Aim: Please rewrite the material between the lines holding "Which pixel lies on the clear" and "pixel 331 272", inclusive, with "wooden fence post" changed to "timber fence post" and everything else left as it is. Give back only those lines.

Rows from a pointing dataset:

------------

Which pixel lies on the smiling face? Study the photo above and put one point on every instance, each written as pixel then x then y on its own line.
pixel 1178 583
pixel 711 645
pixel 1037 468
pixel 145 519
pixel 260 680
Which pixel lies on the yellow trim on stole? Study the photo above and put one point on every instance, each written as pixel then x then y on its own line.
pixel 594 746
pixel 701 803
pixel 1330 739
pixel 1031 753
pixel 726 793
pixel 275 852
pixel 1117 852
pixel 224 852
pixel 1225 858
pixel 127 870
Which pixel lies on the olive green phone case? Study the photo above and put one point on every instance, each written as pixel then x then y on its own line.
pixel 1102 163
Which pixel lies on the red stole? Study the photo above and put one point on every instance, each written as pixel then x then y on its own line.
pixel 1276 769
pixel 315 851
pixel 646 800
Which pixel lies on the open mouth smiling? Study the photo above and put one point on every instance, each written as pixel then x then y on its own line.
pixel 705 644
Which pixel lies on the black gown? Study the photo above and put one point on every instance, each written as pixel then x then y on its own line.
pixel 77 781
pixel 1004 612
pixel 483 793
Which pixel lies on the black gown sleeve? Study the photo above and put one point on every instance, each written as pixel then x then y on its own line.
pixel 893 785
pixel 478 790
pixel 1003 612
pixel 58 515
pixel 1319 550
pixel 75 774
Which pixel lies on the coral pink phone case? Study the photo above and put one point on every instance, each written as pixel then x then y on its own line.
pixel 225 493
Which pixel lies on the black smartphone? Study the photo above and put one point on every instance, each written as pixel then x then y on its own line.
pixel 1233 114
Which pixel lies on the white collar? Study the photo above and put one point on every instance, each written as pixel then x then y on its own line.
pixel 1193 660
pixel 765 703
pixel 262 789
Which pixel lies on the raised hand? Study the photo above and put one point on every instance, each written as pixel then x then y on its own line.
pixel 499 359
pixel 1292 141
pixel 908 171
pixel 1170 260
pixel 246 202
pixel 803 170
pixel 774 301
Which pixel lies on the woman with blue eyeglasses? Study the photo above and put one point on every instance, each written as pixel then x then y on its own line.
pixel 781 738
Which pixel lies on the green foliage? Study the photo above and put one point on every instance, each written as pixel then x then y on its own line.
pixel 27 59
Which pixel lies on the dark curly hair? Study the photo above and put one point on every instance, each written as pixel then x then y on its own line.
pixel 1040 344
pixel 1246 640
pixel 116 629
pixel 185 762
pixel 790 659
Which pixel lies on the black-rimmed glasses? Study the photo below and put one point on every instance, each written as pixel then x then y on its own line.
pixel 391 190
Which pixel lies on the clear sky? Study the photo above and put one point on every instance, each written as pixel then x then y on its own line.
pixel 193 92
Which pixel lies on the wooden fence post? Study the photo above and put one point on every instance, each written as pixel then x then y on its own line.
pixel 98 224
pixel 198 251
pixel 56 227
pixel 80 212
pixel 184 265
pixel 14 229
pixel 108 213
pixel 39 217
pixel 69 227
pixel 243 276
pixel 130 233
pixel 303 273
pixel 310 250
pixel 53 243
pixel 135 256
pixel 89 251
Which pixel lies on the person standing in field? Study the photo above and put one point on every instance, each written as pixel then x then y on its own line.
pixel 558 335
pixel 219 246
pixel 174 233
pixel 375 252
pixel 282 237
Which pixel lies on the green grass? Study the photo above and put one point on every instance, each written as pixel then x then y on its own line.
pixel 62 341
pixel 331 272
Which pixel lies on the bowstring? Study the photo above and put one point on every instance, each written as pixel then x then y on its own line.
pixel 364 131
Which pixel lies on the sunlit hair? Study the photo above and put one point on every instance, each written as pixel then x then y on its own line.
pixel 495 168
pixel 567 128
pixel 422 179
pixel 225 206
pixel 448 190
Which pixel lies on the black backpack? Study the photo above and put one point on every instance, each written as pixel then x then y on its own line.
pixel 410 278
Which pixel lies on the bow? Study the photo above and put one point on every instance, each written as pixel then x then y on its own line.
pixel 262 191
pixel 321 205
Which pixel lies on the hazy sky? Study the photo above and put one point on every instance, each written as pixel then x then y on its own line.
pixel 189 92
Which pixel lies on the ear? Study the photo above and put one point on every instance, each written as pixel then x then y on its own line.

------------

Full solution:
Which pixel lies on the clear sky? Study the photo above and put one point on every instance, each written as pixel then x then y on its own line.
pixel 193 92
Which pixel lies on the timber fence post? Study the photo above and put one point on every instance, each written as pixel then x then y on its own line.
pixel 98 224
pixel 198 251
pixel 56 227
pixel 80 212
pixel 184 265
pixel 14 229
pixel 108 213
pixel 39 217
pixel 69 227
pixel 243 276
pixel 130 233
pixel 303 273
pixel 310 250
pixel 53 243
pixel 135 256
pixel 89 251
Which pixel lies on the person standing in field? Study the photo above and put one point on every instance, each written as pixel then x then y on its own line.
pixel 558 335
pixel 219 246
pixel 174 233
pixel 375 252
pixel 282 237
Which pixel lies on the green grass? Study the photo above and put one point on every instance, each written as pixel then x then y on its own line.
pixel 62 341
pixel 331 272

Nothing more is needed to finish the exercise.